(Given request 1):
In the excerpt on gold prices:
(a) How much did gold futures rise in New York that day, and to what price per ounce?
(b) By what percentage did net retail investment demand for gold jump in the third quarter, and to how many tons?
(c) What record high did gold futures hit in March?

Now it looks like the buyers finally are gaining the upper hand. Gold
futures rose $43.10 to $791.70 an ounce in New York today, the highest
price since Oct. 16.
The World Gold Council reported this week that net retail investment
demand for gold (such as for coins and bars) jumped 121% in the third
quarter ended Sept. 30 from a year earlier, to 232 tons.
With concerns about the global economy worsening, "What you’re seeing
is people moving into gold as part of the 'flight to quality,' " said Stephen
Platt, a commodities analyst at Archer Financial Services in Chicago.
"We’re selling everything we can pull in," said Ken Edwards, a partner
at gold dealer California Numismatics in Inglewood. Despite the battering
in the gold futures market in recent months, demand for physical gold,
such as coins, "has been completely one way," he said. If anything,
lower prices have fueled more demand, he said.
Many buyers, Edwards said, are figuring that global governments’
unprecedented efforts to pump money into the financial system will
inevitably lead to higher inflation down the road -- even if the immediate
concern of central bankers is deflationary pressures as consumer
spending slumps.
"What I hear from [investors] is that they think deflation is a short-term
issue," Edwards said.
Gold futures hit a record high of $1,004 an ounce in March, then began to
tumble as the dollar rallied. This time around, gold is gaining even though
the dollar remains strong.
http://latimesblogs.latimes.com/money_co/2008/11/for-months-the.html |
I love this reader comment to
the above LA Times report:
| Quote: | Gold isn't under pressure on the Comex just because hedge funds are
desperately selling anything and everything to get their hands on
enough cash to satisfy redemptions. The selling pressure is at least
equally coming from the concerted efforts of the bullion banks, and
other "interested parties" in New York, carrying water for the US
Treasury and the Fed in an attempt to supress the price of gold.

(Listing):
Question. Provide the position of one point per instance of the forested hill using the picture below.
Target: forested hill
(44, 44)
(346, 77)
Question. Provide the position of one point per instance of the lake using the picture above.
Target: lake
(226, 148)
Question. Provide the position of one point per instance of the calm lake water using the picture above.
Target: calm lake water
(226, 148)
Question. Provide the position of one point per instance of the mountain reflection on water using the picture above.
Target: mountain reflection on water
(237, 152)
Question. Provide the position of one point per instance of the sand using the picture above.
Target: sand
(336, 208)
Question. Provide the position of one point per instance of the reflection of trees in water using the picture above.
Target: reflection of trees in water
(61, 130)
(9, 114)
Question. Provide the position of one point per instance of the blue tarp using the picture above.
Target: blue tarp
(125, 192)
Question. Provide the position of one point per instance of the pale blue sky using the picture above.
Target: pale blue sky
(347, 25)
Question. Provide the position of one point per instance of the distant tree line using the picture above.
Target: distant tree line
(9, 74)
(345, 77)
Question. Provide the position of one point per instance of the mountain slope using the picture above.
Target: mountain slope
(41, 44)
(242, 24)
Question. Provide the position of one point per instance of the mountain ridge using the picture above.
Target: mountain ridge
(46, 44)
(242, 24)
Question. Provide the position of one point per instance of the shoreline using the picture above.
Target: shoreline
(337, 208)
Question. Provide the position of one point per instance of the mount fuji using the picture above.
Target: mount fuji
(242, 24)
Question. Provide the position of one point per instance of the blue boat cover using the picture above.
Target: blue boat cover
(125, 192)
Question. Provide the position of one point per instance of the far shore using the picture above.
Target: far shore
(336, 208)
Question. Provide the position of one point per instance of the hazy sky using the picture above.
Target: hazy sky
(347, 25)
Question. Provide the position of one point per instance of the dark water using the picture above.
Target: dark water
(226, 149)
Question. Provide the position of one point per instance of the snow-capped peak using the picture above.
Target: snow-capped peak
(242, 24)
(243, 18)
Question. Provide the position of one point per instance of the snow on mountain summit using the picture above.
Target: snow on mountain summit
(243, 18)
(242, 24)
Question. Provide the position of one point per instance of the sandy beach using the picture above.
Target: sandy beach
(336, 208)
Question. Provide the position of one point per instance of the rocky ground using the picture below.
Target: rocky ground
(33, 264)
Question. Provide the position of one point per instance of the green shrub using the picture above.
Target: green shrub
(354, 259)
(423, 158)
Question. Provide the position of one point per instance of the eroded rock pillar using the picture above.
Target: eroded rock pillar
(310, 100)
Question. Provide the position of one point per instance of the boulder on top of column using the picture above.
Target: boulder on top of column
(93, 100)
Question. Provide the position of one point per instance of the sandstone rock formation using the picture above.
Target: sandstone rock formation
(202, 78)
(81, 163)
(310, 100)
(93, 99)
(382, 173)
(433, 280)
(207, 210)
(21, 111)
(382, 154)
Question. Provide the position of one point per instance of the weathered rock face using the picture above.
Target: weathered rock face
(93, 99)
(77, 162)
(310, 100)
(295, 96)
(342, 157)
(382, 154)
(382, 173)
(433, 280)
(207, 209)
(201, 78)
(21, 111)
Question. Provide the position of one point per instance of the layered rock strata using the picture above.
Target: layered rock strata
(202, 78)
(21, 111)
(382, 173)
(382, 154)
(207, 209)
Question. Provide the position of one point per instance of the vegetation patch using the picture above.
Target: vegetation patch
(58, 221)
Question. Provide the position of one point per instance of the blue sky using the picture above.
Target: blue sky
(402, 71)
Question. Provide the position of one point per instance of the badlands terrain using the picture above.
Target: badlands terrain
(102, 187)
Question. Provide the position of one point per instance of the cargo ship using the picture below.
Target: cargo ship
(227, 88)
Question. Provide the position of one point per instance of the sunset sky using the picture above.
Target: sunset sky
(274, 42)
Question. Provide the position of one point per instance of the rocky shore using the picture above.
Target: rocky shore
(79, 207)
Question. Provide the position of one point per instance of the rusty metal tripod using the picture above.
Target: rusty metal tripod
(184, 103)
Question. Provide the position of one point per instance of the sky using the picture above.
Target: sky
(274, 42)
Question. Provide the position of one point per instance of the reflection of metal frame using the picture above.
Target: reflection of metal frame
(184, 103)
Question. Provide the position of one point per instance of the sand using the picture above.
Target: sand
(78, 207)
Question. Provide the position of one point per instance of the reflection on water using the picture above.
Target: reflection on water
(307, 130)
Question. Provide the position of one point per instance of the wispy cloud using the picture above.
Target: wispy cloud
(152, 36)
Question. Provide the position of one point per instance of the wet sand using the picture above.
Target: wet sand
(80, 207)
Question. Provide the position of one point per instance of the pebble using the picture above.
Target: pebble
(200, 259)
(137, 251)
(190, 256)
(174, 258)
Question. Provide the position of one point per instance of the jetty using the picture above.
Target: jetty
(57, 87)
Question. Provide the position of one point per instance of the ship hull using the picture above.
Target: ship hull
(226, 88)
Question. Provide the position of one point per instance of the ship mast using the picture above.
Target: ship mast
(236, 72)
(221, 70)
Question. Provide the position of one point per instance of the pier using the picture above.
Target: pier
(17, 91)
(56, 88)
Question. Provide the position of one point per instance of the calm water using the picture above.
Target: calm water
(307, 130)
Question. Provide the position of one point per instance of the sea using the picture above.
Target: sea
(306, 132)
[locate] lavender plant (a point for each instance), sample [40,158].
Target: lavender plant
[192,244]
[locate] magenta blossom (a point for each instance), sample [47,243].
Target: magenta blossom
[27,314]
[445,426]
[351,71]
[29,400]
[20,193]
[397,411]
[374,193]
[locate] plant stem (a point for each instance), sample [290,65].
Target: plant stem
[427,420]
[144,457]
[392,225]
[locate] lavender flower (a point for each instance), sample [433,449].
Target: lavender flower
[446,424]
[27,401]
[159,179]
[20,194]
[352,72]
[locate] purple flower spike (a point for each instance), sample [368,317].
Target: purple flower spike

(Given request 2): Could you convert the listing lines between the line holding "[locate] plant stem" and the end of the listing, inclusive, into a Markdown table with the columns Number and Listing line? Leave out any blank lines.

(Correct answer 1):
(a) $43.10, to $791.70 an ounce
(b) 121%, to 232 tons
(c) $1,004 an ounce

(Correct answer 2):
| Number | Listing line |
|---|---|
| 1 | [locate] plant stem (a point for each instance), sample [290,65]. |
| 2 | Target: plant stem |
| 3 | [427,420] |
| 4 | [144,457] |
| 5 | [392,225] |
| 6 | [locate] lavender flower (a point for each instance), sample [433,449]. |
| 7 | Target: lavender flower |
| 8 | [446,424] |
| 9 | [27,401] |
| 10 | [159,179] |
| 11 | [20,194] |
| 12 | [352,72] |
| 13 | [locate] purple flower spike (a point for each instance), sample [368,317]. |
| 14 | Target: purple flower spike |